→ **Directions**
The output should be all entries, each matching the original exactly.

→ **Point localization data**
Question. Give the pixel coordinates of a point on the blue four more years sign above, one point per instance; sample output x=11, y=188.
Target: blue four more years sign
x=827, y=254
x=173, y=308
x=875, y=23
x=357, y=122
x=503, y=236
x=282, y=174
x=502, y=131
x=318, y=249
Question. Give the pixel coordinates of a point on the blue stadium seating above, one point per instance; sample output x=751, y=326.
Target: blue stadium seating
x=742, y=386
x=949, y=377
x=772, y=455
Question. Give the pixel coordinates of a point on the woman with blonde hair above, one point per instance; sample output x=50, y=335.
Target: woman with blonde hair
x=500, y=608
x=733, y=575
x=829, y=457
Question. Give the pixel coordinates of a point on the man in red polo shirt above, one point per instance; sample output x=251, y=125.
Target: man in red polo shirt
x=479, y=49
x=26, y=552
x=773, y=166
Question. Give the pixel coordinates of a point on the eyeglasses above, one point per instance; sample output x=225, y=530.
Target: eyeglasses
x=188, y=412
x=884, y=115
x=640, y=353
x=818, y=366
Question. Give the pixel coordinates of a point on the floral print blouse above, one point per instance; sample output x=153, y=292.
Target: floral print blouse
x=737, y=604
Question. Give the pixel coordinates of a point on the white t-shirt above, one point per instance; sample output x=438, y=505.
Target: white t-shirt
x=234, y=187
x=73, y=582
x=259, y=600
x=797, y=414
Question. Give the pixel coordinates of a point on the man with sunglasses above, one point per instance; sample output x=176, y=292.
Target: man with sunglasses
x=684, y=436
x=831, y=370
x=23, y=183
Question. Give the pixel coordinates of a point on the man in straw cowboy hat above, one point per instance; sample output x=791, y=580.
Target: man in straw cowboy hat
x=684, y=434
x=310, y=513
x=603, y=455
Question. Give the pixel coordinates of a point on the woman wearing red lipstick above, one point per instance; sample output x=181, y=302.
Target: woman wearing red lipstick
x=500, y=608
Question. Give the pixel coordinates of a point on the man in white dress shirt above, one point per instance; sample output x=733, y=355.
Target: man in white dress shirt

→ **Written reply**
Question. Give the pixel coordinates of a point on the blue four more years sign above, one point per instance; sample output x=11, y=188.
Target: blue four more years sign
x=827, y=254
x=173, y=308
x=875, y=23
x=357, y=122
x=503, y=236
x=282, y=174
x=502, y=131
x=318, y=249
Question. Give the pixel coordinates of a point on the blue stadium seating above, one point per instance; sample output x=751, y=326.
Target: blue stadium seating
x=742, y=386
x=949, y=377
x=772, y=455
Question. Give the pixel coordinates of a point on the woman with blonde hair above, one point per instance; sample output x=50, y=335.
Target: woman with blonde hair
x=500, y=608
x=733, y=575
x=829, y=457
Question. Give the pixel coordinates of a point on the man in red polo shirt above, one point per instance; sample output x=251, y=125.
Target: man in red polo shirt
x=479, y=49
x=26, y=552
x=773, y=166
Question. Give the pixel coordinates of a point on the eyeglasses above, one point per instance; sample output x=225, y=530.
Target: eyeglasses
x=188, y=412
x=884, y=115
x=640, y=353
x=818, y=366
Question. Give the pixel coordinates of a point on the floral print blouse above, one point per instance; sample output x=153, y=292.
Target: floral print blouse
x=737, y=604
Question. Give the pixel coordinates of a point on the white t-shirt above, one point per instance; sample output x=438, y=505.
Target: white t-shirt
x=234, y=187
x=73, y=582
x=259, y=600
x=797, y=414
Question. Give the pixel coordinates of a point on the man with sunglasses above, one point per instance; sample output x=176, y=292.
Target: man with sunglasses
x=684, y=436
x=831, y=370
x=23, y=183
Question. Give the pixel coordinates of a point on the man in straw cowboy hat above, one point per instance; sample output x=791, y=580.
Target: man in straw cowboy hat
x=684, y=434
x=310, y=513
x=603, y=455
Question. Give the pixel coordinates of a point on the woman wearing red lipstick above, one point per instance; sample output x=181, y=302.
Target: woman wearing red lipstick
x=500, y=608
Question. Give the pixel coordinates of a point on the man in white dress shirt above, one point per instance; sample output x=733, y=355.
Target: man in white dress shirt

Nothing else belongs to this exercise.